Task requirements
Repeat verbatim only the lines from the opening of the material below through the one that contains "pair like [166,231].".

========================================================================

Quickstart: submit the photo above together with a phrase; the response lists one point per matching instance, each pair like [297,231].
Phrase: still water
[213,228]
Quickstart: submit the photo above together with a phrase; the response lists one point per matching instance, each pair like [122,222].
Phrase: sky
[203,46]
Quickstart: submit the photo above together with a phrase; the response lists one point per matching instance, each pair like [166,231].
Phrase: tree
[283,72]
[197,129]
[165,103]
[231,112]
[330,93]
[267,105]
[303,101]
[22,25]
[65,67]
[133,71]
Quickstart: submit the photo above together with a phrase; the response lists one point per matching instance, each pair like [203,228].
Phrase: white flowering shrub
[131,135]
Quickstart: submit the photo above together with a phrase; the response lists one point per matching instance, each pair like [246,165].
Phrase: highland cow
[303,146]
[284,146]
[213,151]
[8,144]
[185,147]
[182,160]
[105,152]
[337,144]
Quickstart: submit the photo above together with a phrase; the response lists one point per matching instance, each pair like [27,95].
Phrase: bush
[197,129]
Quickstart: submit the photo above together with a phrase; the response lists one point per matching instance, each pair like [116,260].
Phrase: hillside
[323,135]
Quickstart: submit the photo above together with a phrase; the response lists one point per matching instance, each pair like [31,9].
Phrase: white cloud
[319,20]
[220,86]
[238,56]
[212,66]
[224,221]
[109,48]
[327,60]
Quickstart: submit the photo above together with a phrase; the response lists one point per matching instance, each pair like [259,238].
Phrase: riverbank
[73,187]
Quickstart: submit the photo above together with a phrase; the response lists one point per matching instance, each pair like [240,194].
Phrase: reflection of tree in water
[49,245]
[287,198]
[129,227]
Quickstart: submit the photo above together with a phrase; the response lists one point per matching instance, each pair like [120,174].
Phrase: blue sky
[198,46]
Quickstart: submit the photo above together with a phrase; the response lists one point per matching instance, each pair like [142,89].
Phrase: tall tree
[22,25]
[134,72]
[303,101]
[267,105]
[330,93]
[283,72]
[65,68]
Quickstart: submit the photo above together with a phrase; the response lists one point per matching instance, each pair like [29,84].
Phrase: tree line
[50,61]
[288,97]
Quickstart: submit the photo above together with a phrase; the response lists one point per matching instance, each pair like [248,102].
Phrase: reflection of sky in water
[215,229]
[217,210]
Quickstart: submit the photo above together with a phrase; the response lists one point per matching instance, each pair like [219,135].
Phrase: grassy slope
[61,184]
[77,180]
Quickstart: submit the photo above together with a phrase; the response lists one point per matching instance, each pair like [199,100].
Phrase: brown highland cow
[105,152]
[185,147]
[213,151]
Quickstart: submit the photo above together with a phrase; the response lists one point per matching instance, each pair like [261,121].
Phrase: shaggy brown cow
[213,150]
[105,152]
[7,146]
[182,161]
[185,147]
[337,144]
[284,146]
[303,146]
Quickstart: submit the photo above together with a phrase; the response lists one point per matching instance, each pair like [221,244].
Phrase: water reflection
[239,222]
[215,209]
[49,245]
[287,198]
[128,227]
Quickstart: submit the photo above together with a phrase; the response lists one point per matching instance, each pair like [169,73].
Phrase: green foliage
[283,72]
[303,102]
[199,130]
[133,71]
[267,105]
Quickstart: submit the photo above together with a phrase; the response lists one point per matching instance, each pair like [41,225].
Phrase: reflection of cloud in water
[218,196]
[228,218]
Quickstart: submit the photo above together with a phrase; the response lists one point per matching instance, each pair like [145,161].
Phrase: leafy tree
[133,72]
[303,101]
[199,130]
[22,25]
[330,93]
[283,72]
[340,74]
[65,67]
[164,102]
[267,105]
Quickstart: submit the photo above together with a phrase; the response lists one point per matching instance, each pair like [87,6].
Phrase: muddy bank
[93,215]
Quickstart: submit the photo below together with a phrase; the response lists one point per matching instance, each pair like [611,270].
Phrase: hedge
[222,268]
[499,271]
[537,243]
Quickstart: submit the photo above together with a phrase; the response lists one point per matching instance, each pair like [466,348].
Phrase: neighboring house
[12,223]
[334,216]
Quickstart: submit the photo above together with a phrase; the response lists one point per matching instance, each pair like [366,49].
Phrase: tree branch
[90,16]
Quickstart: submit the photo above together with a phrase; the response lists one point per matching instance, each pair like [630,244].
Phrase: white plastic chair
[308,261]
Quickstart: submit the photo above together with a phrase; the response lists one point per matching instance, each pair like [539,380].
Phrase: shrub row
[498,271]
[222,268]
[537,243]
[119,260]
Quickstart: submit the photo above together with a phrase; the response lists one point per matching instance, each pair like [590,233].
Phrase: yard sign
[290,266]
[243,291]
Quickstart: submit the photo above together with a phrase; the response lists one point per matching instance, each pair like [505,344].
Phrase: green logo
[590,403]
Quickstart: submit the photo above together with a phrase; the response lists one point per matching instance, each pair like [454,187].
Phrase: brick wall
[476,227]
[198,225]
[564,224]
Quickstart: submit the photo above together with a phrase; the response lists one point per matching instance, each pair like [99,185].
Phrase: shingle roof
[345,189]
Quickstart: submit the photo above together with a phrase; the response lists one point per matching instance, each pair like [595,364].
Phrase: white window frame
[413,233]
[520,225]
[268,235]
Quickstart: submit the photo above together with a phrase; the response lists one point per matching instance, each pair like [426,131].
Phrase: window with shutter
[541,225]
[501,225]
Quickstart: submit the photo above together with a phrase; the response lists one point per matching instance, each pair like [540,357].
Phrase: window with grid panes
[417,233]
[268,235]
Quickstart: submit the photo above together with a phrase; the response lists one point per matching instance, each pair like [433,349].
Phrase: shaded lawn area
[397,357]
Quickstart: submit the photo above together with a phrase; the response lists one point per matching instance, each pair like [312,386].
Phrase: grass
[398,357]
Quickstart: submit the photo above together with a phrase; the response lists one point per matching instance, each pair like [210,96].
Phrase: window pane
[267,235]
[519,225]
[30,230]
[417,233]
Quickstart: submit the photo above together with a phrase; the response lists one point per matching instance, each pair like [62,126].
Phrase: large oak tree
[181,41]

========================================================================

Completed exercise
Quickstart: submit the photo above together with a phrase; the response lists one point per matching instance, each pair like [297,231].
Phrase: still water
[213,228]
Quickstart: submit the photo above together with a phrase; the response lists one point per matching instance, each pair like [122,222].
Phrase: sky
[203,46]
Quickstart: submit the photo above together with a phrase; the response lists one point per matching instance, each pair like [166,231].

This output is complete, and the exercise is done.